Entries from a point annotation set
START

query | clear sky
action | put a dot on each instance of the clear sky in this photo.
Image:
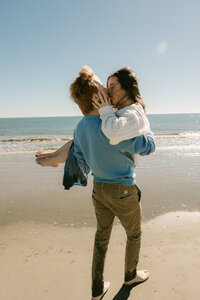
(44, 43)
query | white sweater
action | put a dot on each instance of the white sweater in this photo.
(124, 124)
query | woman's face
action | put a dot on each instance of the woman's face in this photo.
(115, 90)
(100, 86)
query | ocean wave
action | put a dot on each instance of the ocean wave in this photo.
(35, 139)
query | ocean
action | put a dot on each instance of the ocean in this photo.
(174, 133)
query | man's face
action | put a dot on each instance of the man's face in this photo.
(115, 90)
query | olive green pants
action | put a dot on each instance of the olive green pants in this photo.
(122, 201)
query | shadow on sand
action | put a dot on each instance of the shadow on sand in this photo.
(125, 290)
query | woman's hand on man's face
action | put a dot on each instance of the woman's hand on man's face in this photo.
(101, 100)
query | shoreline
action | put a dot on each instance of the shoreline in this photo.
(33, 193)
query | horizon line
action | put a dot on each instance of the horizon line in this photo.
(148, 114)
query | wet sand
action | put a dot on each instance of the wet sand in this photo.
(33, 193)
(46, 233)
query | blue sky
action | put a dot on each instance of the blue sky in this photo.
(44, 43)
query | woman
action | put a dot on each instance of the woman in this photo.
(115, 192)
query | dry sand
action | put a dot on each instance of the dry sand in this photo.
(41, 261)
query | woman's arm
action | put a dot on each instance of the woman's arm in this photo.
(131, 123)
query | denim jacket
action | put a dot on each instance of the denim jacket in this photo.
(73, 175)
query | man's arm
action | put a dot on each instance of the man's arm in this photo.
(143, 145)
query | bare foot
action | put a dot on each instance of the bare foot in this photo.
(141, 276)
(106, 287)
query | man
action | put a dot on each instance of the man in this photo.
(115, 192)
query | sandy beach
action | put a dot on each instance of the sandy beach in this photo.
(40, 261)
(46, 233)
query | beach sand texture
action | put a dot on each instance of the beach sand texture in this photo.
(46, 233)
(40, 261)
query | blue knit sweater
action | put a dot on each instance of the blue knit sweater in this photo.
(109, 163)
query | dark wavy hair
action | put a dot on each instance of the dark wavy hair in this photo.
(129, 82)
(83, 88)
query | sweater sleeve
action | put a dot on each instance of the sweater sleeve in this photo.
(143, 145)
(132, 123)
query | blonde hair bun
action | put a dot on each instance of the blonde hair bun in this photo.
(86, 72)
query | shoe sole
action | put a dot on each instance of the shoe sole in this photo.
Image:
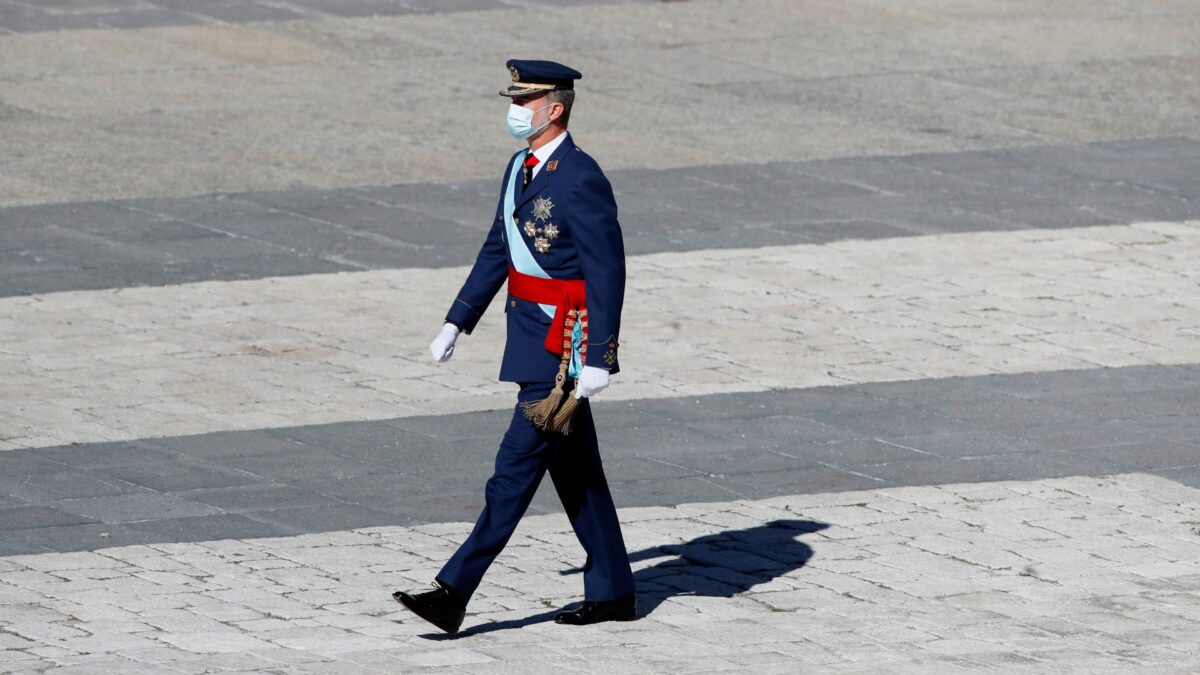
(399, 597)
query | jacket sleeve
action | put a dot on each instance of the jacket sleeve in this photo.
(489, 273)
(601, 250)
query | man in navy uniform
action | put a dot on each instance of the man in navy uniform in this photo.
(557, 243)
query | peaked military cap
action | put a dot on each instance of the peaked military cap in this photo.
(533, 77)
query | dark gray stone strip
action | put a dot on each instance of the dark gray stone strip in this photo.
(417, 470)
(36, 16)
(249, 236)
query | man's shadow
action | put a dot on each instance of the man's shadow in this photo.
(720, 566)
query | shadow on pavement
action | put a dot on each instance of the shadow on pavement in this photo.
(720, 566)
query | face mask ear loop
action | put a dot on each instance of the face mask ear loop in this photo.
(543, 127)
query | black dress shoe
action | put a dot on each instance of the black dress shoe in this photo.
(441, 607)
(594, 611)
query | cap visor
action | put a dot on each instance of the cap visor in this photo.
(521, 90)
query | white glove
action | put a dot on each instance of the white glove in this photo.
(592, 381)
(443, 345)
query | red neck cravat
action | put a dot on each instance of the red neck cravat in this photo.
(531, 161)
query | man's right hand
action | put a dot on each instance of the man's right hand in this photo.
(443, 345)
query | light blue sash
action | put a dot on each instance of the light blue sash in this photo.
(525, 262)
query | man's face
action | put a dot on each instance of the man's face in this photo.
(544, 111)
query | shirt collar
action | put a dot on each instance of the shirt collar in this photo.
(546, 150)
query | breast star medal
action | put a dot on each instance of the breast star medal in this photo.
(541, 236)
(541, 207)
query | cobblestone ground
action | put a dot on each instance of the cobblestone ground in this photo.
(911, 350)
(1071, 574)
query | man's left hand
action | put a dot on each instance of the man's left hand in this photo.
(592, 381)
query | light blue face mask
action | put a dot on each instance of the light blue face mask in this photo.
(521, 120)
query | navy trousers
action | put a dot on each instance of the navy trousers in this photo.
(574, 463)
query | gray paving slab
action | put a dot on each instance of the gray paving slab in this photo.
(658, 452)
(33, 517)
(30, 17)
(256, 234)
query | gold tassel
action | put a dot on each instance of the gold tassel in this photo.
(553, 413)
(540, 412)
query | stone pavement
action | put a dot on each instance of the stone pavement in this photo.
(1072, 574)
(322, 348)
(911, 374)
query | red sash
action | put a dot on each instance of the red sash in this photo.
(564, 293)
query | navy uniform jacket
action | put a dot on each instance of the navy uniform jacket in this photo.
(588, 246)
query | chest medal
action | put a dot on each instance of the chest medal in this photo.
(541, 236)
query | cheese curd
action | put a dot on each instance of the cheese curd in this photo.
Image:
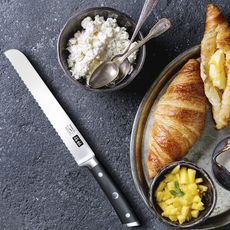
(99, 40)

END

What to produce: Starting with the line that contains "query | gold tassel" and going on through the end of the rows, swap "red sash" for "crimson sash" and write those lines out again with nothing else altered. Leave the pictures out of your answer.

Task response:
query | gold tassel
action | put a dot on each instance of the gold tassel in this photo.
(553, 413)
(540, 412)
query | stone pavement
action | put a dot on each instance of the stone pavement in this photo.
(1072, 574)
(322, 348)
(911, 374)
query | crimson sash
action | put a dot on each instance of the crimson sash in this photo.
(564, 293)
query | navy uniform jacket
action | put a dot on each instance of the navy uniform jacket in this photo.
(588, 246)
query | chest medal
action | put a dot on each instance of the chest medal in this photo.
(541, 236)
query | cheese curd
action | put a dot on each instance of the cheese curd in this photo.
Image:
(99, 40)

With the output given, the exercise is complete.